[BEGIN DATA IN THIS EXERCISE]
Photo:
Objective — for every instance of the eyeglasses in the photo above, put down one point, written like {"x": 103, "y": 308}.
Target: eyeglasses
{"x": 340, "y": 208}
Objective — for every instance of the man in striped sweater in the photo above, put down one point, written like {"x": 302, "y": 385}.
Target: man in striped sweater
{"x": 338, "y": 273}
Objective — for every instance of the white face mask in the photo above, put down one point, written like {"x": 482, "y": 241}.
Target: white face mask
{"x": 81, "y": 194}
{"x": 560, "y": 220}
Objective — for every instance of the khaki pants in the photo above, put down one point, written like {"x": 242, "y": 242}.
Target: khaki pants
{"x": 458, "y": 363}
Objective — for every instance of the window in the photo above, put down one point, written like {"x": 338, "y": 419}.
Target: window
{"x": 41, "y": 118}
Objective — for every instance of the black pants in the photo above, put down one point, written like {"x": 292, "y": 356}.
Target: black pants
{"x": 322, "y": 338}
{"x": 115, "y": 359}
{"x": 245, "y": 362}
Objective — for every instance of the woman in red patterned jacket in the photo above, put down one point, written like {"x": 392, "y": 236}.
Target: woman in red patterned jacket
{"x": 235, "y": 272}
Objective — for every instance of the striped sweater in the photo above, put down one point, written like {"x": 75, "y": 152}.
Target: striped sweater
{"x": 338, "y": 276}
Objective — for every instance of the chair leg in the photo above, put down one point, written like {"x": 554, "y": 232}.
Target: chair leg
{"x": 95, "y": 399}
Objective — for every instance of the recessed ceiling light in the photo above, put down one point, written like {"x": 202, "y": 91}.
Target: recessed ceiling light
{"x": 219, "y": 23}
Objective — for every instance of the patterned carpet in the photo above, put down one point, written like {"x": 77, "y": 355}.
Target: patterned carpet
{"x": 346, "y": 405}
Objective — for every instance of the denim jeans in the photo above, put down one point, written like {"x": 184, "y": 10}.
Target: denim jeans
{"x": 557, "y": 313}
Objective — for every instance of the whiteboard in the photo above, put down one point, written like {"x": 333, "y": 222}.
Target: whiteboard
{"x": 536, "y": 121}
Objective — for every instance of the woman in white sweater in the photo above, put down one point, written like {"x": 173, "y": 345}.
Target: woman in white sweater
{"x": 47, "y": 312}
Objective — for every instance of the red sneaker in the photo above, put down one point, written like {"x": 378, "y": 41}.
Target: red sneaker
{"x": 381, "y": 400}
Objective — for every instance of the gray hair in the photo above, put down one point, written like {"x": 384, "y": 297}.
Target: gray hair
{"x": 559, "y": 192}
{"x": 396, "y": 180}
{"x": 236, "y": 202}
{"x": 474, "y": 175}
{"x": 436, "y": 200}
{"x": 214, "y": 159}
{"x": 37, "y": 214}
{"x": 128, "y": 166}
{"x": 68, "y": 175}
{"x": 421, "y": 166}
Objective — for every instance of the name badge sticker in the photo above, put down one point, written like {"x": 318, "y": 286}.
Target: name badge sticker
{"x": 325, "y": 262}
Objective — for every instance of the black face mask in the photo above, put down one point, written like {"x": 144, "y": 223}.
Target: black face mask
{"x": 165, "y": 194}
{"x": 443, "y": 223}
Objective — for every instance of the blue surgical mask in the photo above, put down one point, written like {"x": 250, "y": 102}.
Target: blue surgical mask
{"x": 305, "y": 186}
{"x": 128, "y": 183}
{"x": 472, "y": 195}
[END DATA IN THIS EXERCISE]
Output every row above as a JSON list of strings, with one string per line and no blank lines.

WRITTEN RESPONSE:
[
  "Photo:",
  "Objective — for every instance of the eyeglasses in the photo above, put down one point, written like {\"x\": 103, \"y\": 308}.",
  "Target: eyeglasses",
  "{\"x\": 340, \"y\": 208}",
  "Objective — for every instance of the man in striped sweater in the photo above, put down one point, written like {\"x\": 302, \"y\": 385}.",
  "Target: man in striped sweater",
  "{\"x\": 338, \"y\": 273}",
  "Objective — for every instance of the white face mask in the photo above, put down one point, written like {\"x\": 482, \"y\": 241}.",
  "Target: white face mask",
  "{\"x\": 81, \"y\": 194}",
  "{\"x\": 560, \"y\": 220}",
  "Objective — for every instance of the khaki pants in the photo above, put down one point, written like {\"x\": 242, \"y\": 242}.",
  "Target: khaki pants",
  "{\"x\": 458, \"y\": 363}",
  "Objective — for every instance of the window in the photo above, put down one point, written like {\"x\": 338, \"y\": 419}.",
  "Target: window",
  "{\"x\": 41, \"y\": 118}",
  "Objective — for every instance of the black pants in the photo above, put down one point, written like {\"x\": 292, \"y\": 356}.",
  "Target: black pants",
  "{\"x\": 322, \"y\": 338}",
  "{\"x\": 115, \"y\": 359}",
  "{\"x\": 245, \"y\": 362}",
  "Objective — for every instance of the woman in red patterned jacket in the photo above, put down one point, written like {\"x\": 392, \"y\": 236}.",
  "Target: woman in red patterned jacket",
  "{\"x\": 235, \"y\": 272}",
  "Objective — for every instance of the striped sweater in the photo above, put down one point, written like {\"x\": 75, \"y\": 152}.",
  "Target: striped sweater",
  "{\"x\": 338, \"y\": 276}",
  "Objective — for every instance of the chair leg in the photo above, put down one point, written like {\"x\": 554, \"y\": 232}.",
  "Target: chair leg",
  "{\"x\": 95, \"y\": 399}",
  "Objective — for every instance of the recessed ceiling light in the photo above, put down one point, written like {\"x\": 202, \"y\": 91}.",
  "Target: recessed ceiling light",
  "{\"x\": 219, \"y\": 23}",
  "Objective — for every instance of the patterned carpet in the photo above, put down one point, written like {\"x\": 77, \"y\": 355}.",
  "Target: patterned carpet",
  "{\"x\": 346, \"y\": 405}",
  "Objective — for every instance of the denim jeans in the photo above, put down one point, written like {\"x\": 184, \"y\": 10}.",
  "Target: denim jeans",
  "{\"x\": 557, \"y\": 313}",
  "Objective — for every instance of the whiteboard in the photo above, put down one point, written like {\"x\": 333, \"y\": 222}.",
  "Target: whiteboard",
  "{\"x\": 536, \"y\": 121}",
  "Objective — for every instance of the woman in white sweater in the photo above, put down one point, written like {\"x\": 173, \"y\": 345}.",
  "Target: woman in white sweater",
  "{\"x\": 47, \"y\": 312}",
  "Objective — for every instance of the red sneaker in the photo above, put down one point, written like {\"x\": 378, \"y\": 41}.",
  "Target: red sneaker",
  "{\"x\": 381, \"y\": 400}",
  "Objective — for every instance of the gray hair in the photo above, put down one point, written like {\"x\": 384, \"y\": 297}.",
  "Target: gray hair",
  "{\"x\": 559, \"y\": 192}",
  "{\"x\": 396, \"y\": 180}",
  "{\"x\": 236, \"y\": 202}",
  "{\"x\": 474, \"y\": 175}",
  "{\"x\": 436, \"y\": 200}",
  "{\"x\": 214, \"y\": 159}",
  "{\"x\": 37, \"y\": 214}",
  "{\"x\": 128, \"y\": 166}",
  "{\"x\": 68, \"y\": 175}",
  "{\"x\": 421, \"y\": 166}",
  "Objective — for every instance of the name badge sticker in the photo above, put down one point, written like {\"x\": 318, \"y\": 286}.",
  "Target: name badge sticker",
  "{\"x\": 325, \"y\": 262}",
  "Objective — for every instance of the black face mask in the photo above, put down one point, written like {\"x\": 144, \"y\": 223}.",
  "Target: black face mask",
  "{\"x\": 165, \"y\": 194}",
  "{\"x\": 443, \"y\": 223}",
  "Objective — for every instance of the blue surgical mask in the photo above, put down one point, written like {\"x\": 250, \"y\": 102}.",
  "Target: blue surgical mask",
  "{\"x\": 305, \"y\": 186}",
  "{\"x\": 128, \"y\": 183}",
  "{\"x\": 472, \"y\": 195}"
]